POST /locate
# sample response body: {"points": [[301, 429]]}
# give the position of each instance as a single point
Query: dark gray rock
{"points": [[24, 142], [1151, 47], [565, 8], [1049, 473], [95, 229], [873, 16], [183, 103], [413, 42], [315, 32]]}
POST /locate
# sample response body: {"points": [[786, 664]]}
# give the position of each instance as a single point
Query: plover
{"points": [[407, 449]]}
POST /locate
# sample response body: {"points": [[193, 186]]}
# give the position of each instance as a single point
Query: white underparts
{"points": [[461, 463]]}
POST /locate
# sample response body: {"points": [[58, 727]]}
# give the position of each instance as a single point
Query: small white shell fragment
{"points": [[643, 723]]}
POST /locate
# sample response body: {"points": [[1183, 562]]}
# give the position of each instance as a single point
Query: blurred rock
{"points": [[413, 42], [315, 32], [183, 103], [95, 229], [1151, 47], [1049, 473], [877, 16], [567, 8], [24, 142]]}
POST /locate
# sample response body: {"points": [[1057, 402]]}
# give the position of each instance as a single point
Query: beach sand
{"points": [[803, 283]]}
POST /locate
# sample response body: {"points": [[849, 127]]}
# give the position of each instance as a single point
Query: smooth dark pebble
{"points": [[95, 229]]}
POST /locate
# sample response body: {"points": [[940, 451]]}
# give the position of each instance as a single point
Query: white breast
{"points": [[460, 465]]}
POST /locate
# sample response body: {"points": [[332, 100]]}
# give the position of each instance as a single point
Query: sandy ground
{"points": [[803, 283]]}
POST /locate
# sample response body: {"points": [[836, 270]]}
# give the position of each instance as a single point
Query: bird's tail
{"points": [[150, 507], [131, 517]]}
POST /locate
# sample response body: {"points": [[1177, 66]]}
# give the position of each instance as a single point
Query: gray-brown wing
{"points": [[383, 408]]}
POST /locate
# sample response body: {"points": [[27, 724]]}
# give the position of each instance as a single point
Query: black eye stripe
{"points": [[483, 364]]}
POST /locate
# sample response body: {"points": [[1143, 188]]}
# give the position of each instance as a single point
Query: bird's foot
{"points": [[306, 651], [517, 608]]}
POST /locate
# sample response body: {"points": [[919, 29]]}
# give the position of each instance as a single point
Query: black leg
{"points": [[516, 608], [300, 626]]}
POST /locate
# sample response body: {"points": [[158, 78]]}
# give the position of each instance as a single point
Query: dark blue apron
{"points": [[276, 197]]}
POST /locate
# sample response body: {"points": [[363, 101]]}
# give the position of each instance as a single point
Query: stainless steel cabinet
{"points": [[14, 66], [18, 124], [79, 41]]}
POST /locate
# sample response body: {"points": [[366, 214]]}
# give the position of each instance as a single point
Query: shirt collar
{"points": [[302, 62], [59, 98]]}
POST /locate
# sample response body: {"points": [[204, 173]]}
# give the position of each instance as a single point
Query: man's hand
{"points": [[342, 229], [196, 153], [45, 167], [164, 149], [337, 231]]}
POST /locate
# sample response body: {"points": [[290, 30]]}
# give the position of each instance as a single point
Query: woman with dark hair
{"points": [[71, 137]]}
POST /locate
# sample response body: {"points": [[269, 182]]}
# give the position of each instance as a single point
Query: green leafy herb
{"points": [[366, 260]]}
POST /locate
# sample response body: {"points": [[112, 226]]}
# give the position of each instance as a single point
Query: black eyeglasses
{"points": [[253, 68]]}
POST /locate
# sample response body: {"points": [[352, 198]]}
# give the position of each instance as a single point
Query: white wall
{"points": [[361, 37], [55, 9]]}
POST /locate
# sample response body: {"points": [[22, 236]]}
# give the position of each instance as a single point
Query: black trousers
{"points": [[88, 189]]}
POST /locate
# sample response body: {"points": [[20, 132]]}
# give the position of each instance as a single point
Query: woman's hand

:::::

**WORK REQUIRED**:
Set down the entries above again, word for word.

**THE OUTPUT**:
POST /locate
# sample response body: {"points": [[301, 429]]}
# give the position of each instance as a single point
Query: dark gray rock
{"points": [[24, 142], [1151, 47], [565, 8], [1049, 473], [95, 229], [873, 16], [183, 103], [413, 42], [315, 32]]}
POST /locate
# sample response body: {"points": [[786, 664]]}
# give the position of each instance as a single point
Query: plover
{"points": [[407, 449]]}
POST /locate
# sample response body: {"points": [[193, 186]]}
# give the position of each instance as a single point
Query: white underparts
{"points": [[461, 463]]}
POST /locate
# sample response body: {"points": [[58, 727]]}
# give the position of each instance as a single point
Query: small white shell fragment
{"points": [[643, 723]]}
POST /locate
# sample response body: {"points": [[1183, 562]]}
# give the position of each instance as a single point
Query: blurred rock
{"points": [[413, 42], [315, 32], [183, 103], [95, 229], [1151, 47], [1049, 473], [877, 16], [567, 8], [24, 142]]}
POST /locate
# sample response body: {"points": [[1057, 402]]}
# give the position of each instance as a single point
Query: beach sand
{"points": [[803, 283]]}
POST /locate
# sample response body: {"points": [[849, 127]]}
# give the position of each instance as a single point
Query: smooth dark pebble
{"points": [[95, 229]]}
POST /locate
# sample response body: {"points": [[940, 451]]}
# give the position of each instance as a single point
Query: white breast
{"points": [[460, 465]]}
POST /locate
# sample response body: {"points": [[332, 100]]}
# give the position of each instance as a single point
Query: sandy ground
{"points": [[803, 283]]}
POST /locate
# sample response body: {"points": [[836, 270]]}
# give the position of each instance as a single point
Query: bird's tail
{"points": [[150, 507], [131, 517]]}
POST /locate
# sample response body: {"points": [[1177, 66]]}
# give the position of each instance as a single point
Query: gray-brown wing
{"points": [[383, 408]]}
POST /locate
# sample response body: {"points": [[27, 724]]}
# give the position of each instance as a single point
Query: black eye stripe
{"points": [[483, 364]]}
POST /locate
# sample response body: {"points": [[1143, 188]]}
# give the position of each instance as a single point
Query: bird's foot
{"points": [[306, 651], [517, 608]]}
POST /locate
# sample response body: {"points": [[919, 29]]}
# give the position of each instance as a single point
Query: black leg
{"points": [[516, 608], [300, 626]]}
POST /locate
# sample response body: {"points": [[158, 78]]}
# give the position of each instance as a single point
Query: dark blue apron
{"points": [[276, 197]]}
POST /locate
# sample response body: {"points": [[363, 101]]}
# give the position of each instance as a single point
Query: stainless steel cabinet
{"points": [[14, 66], [18, 124], [79, 41]]}
POST /locate
# sample response body: {"points": [[366, 214]]}
# give the position of each instance as a single point
Query: shirt collar
{"points": [[302, 62], [59, 98]]}
POST /locate
# sample response body: {"points": [[204, 173]]}
# give the position of each instance as a single point
Query: man's hand
{"points": [[342, 229], [196, 153], [45, 167], [164, 149], [337, 231]]}
POST /locate
# sample response body: {"points": [[290, 30]]}
# give the position of each instance as a single point
Query: woman with dark hair
{"points": [[71, 137]]}
POST /locate
# sample response body: {"points": [[269, 182]]}
# give the position of each instance as a single point
Query: green leafy herb
{"points": [[366, 260]]}
POST /locate
# sample response body: {"points": [[112, 226]]}
# give the position of each instance as a single point
Query: black eyeglasses
{"points": [[253, 68]]}
POST /locate
# sample response body: {"points": [[352, 198]]}
# give the position of each instance as a single point
Query: white wall
{"points": [[361, 37], [55, 9]]}
POST /locate
# sample response body: {"points": [[22, 236]]}
# give the position of each instance as a single point
Query: black trousers
{"points": [[88, 189]]}
POST /locate
# sample response body: {"points": [[20, 132]]}
# give the position of each instance as a single point
Query: woman's hand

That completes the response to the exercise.